### What you have to do:
Which lines in the records below contain the string "woman", matching case exactly? Collect each of those lines in full.

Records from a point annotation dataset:
============
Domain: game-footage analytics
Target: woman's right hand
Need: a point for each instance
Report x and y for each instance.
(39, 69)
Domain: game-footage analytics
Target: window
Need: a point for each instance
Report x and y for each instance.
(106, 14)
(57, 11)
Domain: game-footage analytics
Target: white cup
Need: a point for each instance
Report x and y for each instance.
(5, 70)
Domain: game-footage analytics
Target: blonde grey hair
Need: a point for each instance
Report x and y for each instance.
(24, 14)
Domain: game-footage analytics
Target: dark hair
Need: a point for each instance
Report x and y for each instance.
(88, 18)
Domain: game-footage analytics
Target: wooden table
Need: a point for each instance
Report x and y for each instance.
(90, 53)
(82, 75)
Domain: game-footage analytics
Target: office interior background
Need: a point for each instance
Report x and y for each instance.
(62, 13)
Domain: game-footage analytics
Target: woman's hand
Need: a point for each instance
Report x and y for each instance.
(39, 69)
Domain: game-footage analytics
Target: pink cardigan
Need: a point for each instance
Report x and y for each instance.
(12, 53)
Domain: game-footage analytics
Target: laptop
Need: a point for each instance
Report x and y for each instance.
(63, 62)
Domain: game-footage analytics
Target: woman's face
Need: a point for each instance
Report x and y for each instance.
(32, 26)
============
### Result:
Target: woman's right hand
Target: woman's hand
Target: woman's face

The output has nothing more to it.